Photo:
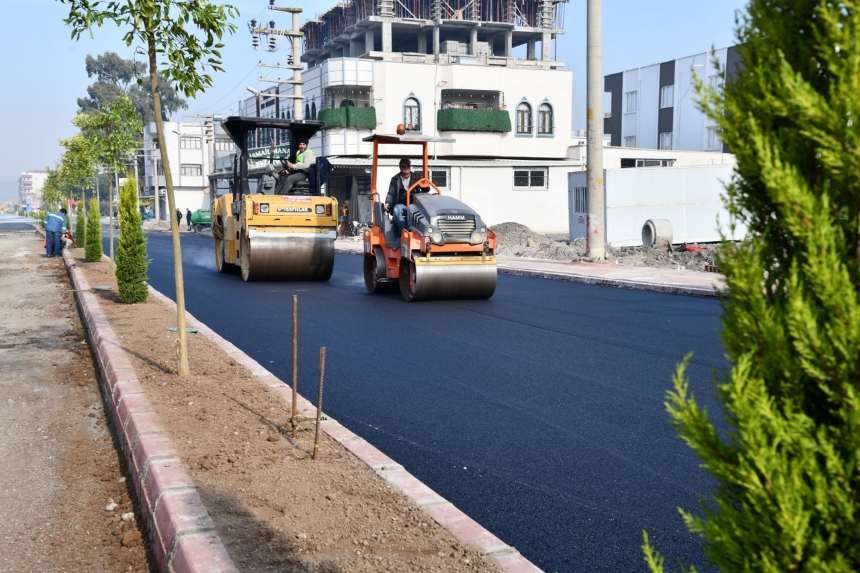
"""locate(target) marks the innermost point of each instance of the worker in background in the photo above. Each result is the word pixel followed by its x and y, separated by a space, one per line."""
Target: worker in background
pixel 297 171
pixel 395 201
pixel 55 224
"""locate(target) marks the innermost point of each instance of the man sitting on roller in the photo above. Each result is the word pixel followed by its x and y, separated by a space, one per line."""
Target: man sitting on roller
pixel 298 170
pixel 395 201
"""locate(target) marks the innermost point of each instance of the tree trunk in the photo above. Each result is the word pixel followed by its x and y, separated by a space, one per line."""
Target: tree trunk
pixel 171 208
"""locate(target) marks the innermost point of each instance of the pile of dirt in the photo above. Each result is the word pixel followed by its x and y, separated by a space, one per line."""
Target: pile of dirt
pixel 274 507
pixel 516 240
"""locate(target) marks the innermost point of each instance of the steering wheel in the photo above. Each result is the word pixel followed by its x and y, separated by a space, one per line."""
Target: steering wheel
pixel 423 182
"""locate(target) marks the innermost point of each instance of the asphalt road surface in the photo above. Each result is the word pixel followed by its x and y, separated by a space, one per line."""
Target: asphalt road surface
pixel 539 412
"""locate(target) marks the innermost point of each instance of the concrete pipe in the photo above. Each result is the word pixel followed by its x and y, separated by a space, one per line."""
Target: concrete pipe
pixel 657 233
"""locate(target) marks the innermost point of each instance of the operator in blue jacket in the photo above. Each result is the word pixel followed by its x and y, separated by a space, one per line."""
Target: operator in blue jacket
pixel 395 201
pixel 55 225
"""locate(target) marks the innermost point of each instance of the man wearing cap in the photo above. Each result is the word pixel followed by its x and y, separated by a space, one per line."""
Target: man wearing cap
pixel 395 201
pixel 55 226
pixel 299 170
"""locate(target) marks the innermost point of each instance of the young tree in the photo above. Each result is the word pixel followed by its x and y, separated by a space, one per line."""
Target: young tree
pixel 116 76
pixel 52 189
pixel 93 249
pixel 115 132
pixel 131 259
pixel 788 471
pixel 167 28
pixel 77 165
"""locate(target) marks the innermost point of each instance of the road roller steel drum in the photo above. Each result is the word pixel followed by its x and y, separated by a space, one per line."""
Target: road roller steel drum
pixel 445 251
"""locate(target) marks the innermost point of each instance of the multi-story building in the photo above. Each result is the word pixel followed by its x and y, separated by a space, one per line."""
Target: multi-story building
pixel 654 107
pixel 481 74
pixel 192 149
pixel 30 186
pixel 445 69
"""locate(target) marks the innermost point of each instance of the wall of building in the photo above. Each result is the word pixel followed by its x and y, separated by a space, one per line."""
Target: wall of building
pixel 690 198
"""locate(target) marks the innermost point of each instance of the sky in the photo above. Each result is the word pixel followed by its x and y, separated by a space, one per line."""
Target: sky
pixel 45 69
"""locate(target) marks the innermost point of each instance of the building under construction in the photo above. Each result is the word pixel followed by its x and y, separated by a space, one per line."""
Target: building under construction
pixel 438 29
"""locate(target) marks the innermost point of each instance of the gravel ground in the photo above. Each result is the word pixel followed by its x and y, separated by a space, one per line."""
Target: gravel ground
pixel 514 239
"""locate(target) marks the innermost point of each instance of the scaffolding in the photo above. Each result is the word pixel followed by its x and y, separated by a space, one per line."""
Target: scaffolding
pixel 546 14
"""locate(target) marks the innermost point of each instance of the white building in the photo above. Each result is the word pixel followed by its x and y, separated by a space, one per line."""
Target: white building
pixel 655 107
pixel 192 148
pixel 30 186
pixel 450 69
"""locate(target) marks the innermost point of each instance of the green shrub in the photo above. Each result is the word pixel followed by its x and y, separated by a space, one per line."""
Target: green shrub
pixel 788 469
pixel 131 259
pixel 93 249
pixel 473 120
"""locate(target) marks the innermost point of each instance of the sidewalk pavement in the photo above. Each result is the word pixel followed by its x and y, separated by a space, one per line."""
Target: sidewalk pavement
pixel 185 544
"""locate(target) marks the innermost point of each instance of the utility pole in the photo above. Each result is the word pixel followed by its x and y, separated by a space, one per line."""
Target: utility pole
pixel 595 237
pixel 295 34
pixel 155 178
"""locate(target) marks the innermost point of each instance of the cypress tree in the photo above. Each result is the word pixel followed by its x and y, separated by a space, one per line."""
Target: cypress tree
pixel 131 260
pixel 93 249
pixel 788 469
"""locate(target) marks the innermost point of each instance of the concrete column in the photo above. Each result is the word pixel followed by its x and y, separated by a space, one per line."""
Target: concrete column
pixel 595 237
pixel 386 37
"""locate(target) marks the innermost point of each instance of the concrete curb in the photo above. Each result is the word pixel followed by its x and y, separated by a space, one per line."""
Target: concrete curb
pixel 446 514
pixel 183 535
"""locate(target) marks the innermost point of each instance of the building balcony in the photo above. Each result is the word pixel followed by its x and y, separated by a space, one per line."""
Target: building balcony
pixel 493 120
pixel 348 116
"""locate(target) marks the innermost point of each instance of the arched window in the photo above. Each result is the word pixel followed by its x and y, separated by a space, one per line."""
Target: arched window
pixel 524 119
pixel 545 119
pixel 412 114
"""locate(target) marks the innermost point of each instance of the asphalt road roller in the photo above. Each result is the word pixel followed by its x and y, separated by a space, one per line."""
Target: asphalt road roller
pixel 445 252
pixel 271 236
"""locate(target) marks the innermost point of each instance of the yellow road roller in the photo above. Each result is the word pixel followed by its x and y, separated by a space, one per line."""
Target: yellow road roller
pixel 444 252
pixel 271 236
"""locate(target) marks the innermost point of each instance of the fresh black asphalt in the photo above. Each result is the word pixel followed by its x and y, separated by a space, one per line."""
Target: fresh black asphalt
pixel 540 412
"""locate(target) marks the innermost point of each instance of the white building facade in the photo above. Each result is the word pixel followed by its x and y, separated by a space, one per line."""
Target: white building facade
pixel 448 71
pixel 654 107
pixel 30 185
pixel 192 148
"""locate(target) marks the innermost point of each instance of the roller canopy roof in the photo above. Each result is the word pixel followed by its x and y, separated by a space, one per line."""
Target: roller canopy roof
pixel 394 138
pixel 238 127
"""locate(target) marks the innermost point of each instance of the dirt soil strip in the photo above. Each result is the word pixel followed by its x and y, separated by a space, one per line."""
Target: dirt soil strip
pixel 225 486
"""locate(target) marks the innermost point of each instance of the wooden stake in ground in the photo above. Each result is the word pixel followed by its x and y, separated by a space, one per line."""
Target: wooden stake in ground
pixel 295 360
pixel 319 403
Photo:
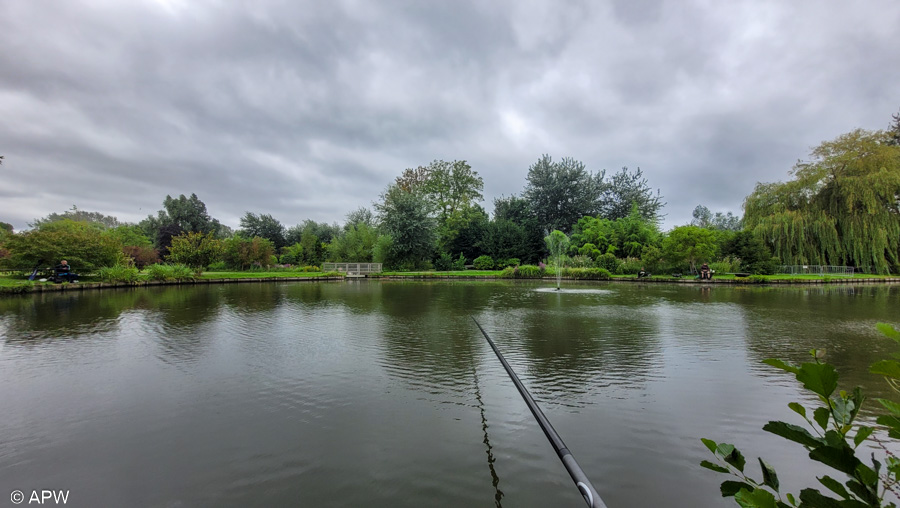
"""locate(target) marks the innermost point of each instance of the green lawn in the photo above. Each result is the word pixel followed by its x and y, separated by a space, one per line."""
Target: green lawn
pixel 460 273
pixel 12 283
pixel 261 275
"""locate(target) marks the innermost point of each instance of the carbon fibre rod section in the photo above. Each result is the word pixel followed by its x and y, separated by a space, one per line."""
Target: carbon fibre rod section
pixel 581 480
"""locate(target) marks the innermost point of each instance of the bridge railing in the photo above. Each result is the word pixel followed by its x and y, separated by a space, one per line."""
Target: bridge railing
pixel 822 269
pixel 352 268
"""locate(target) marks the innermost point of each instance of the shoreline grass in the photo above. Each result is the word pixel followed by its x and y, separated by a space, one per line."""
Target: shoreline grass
pixel 21 284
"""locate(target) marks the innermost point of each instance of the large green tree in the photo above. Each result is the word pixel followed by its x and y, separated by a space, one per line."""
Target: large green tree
pixel 354 245
pixel 841 208
pixel 196 250
pixel 559 193
pixel 517 210
pixel 689 245
pixel 241 252
pixel 405 217
pixel 627 190
pixel 704 218
pixel 180 215
pixel 461 231
pixel 74 214
pixel 263 226
pixel 83 245
pixel 894 130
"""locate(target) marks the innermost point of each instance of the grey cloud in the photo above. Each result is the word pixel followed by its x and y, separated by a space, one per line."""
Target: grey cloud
pixel 309 109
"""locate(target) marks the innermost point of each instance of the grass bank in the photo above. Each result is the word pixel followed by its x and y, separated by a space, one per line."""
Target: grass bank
pixel 15 284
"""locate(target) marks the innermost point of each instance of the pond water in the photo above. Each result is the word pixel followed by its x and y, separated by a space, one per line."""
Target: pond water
pixel 386 394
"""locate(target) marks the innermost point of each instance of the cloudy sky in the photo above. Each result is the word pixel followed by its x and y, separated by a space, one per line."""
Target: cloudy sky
pixel 310 109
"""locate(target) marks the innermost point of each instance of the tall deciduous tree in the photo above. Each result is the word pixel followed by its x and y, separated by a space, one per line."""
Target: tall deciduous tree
pixel 627 189
pixel 841 208
pixel 196 250
pixel 690 245
pixel 180 215
pixel 361 215
pixel 263 226
pixel 894 130
pixel 74 214
pixel 560 193
pixel 405 217
pixel 355 244
pixel 452 186
pixel 83 245
pixel 704 218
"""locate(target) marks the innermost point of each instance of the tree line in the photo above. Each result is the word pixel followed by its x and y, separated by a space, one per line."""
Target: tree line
pixel 842 207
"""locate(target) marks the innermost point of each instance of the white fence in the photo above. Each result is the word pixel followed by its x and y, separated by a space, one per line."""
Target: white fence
pixel 352 268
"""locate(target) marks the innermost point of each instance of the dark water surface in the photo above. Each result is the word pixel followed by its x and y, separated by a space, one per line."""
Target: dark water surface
pixel 385 393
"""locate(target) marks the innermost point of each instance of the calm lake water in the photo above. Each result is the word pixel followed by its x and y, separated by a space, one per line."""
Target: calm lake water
pixel 386 394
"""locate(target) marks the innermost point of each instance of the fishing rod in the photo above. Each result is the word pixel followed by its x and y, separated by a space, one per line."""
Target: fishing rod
pixel 581 480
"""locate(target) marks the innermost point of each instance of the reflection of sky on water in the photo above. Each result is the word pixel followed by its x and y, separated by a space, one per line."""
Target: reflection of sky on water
pixel 366 387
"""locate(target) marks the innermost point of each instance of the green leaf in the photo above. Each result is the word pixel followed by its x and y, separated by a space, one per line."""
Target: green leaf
pixel 843 411
pixel 891 406
pixel 770 479
pixel 735 459
pixel 842 459
pixel 731 487
pixel 712 445
pixel 759 498
pixel 863 492
pixel 889 368
pixel 862 433
pixel 814 498
pixel 715 467
pixel 888 331
pixel 867 475
pixel 780 364
pixel 820 378
pixel 892 422
pixel 821 416
pixel 858 398
pixel 834 486
pixel 793 433
pixel 797 408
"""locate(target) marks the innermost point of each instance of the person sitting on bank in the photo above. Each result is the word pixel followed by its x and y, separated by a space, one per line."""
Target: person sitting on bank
pixel 705 272
pixel 64 272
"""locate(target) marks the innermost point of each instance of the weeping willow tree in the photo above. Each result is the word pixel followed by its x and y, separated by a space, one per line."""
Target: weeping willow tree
pixel 841 208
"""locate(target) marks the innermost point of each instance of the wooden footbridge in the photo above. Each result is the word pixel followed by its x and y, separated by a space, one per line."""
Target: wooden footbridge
pixel 352 269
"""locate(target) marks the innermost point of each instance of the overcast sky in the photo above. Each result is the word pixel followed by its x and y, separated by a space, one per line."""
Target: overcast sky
pixel 310 109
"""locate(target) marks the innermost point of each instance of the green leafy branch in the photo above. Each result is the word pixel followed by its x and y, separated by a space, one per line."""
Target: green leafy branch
pixel 834 440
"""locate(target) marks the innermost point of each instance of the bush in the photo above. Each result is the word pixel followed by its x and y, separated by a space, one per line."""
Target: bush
pixel 460 263
pixel 630 266
pixel 141 256
pixel 727 265
pixel 835 438
pixel 444 262
pixel 522 272
pixel 580 261
pixel 608 262
pixel 587 273
pixel 483 263
pixel 119 273
pixel 175 272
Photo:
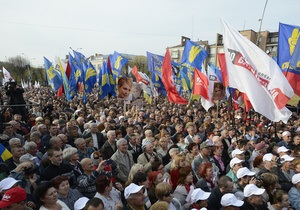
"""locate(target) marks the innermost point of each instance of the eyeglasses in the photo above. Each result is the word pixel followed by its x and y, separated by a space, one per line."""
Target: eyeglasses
pixel 167 194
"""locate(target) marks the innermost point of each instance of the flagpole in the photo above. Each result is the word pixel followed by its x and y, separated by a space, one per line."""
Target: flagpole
pixel 261 20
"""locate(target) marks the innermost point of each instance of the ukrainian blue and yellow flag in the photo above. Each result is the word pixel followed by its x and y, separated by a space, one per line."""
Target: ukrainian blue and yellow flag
pixel 155 63
pixel 105 80
pixel 53 76
pixel 90 77
pixel 4 153
pixel 75 77
pixel 193 55
pixel 117 61
pixel 64 77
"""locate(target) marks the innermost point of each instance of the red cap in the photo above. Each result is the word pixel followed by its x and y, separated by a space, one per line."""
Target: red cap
pixel 13 195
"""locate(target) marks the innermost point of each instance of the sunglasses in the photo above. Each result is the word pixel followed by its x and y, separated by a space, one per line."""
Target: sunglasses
pixel 167 194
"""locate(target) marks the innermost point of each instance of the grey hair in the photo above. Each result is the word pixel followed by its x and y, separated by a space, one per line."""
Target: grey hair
pixel 76 142
pixel 68 152
pixel 92 125
pixel 120 141
pixel 14 140
pixel 29 146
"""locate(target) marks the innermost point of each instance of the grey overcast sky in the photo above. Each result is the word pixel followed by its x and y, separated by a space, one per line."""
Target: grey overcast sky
pixel 48 28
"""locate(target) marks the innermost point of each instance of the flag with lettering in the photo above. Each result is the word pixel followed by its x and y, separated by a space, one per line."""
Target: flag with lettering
pixel 253 72
pixel 288 57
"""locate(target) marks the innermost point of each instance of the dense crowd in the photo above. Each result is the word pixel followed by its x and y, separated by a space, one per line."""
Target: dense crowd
pixel 105 154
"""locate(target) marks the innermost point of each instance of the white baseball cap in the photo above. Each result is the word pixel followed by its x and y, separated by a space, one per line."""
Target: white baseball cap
pixel 199 194
pixel 286 158
pixel 235 161
pixel 244 172
pixel 131 189
pixel 252 189
pixel 229 199
pixel 80 203
pixel 236 152
pixel 268 157
pixel 282 149
pixel 7 183
pixel 296 178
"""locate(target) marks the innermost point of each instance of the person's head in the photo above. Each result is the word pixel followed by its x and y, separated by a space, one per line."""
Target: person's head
pixel 185 176
pixel 155 177
pixel 179 160
pixel 164 192
pixel 103 184
pixel 30 147
pixel 253 195
pixel 244 175
pixel 80 144
pixel 205 170
pixel 87 165
pixel 17 151
pixel 141 179
pixel 13 142
pixel 269 161
pixel 70 154
pixel 199 198
pixel 46 193
pixel 235 164
pixel 124 87
pixel 55 155
pixel 134 195
pixel 287 136
pixel 281 198
pixel 62 185
pixel 160 205
pixel 225 184
pixel 14 198
pixel 137 167
pixel 230 202
pixel 94 204
pixel 111 136
pixel 122 145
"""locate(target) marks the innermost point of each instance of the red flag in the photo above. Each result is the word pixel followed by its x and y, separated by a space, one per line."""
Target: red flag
pixel 247 102
pixel 201 84
pixel 223 68
pixel 294 80
pixel 167 79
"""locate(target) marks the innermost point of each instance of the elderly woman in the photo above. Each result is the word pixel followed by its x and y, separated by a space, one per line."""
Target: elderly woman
pixel 155 177
pixel 83 151
pixel 48 197
pixel 206 183
pixel 66 194
pixel 185 182
pixel 110 196
pixel 148 156
pixel 164 192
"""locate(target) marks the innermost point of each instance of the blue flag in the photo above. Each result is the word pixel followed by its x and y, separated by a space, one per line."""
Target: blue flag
pixel 117 61
pixel 157 83
pixel 288 36
pixel 155 63
pixel 193 55
pixel 105 80
pixel 53 76
pixel 295 59
pixel 217 71
pixel 90 76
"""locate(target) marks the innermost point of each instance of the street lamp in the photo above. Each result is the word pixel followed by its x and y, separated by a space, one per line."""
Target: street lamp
pixel 28 67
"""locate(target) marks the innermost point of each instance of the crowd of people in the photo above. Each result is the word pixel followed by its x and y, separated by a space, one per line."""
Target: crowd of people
pixel 104 154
■ ■ ■
Reproduce only the lines above spanning from the line containing "Target: elderly woman" through the line containing "of the blue", word for word.

Target: elderly woman
pixel 155 177
pixel 83 151
pixel 48 197
pixel 206 183
pixel 66 194
pixel 185 182
pixel 110 196
pixel 148 156
pixel 164 192
"""locate(target) marks the innermost point of each instance of the blue flag in the photo above. Each result is the word pixel followed by its x and y, separated by a space, one per line."""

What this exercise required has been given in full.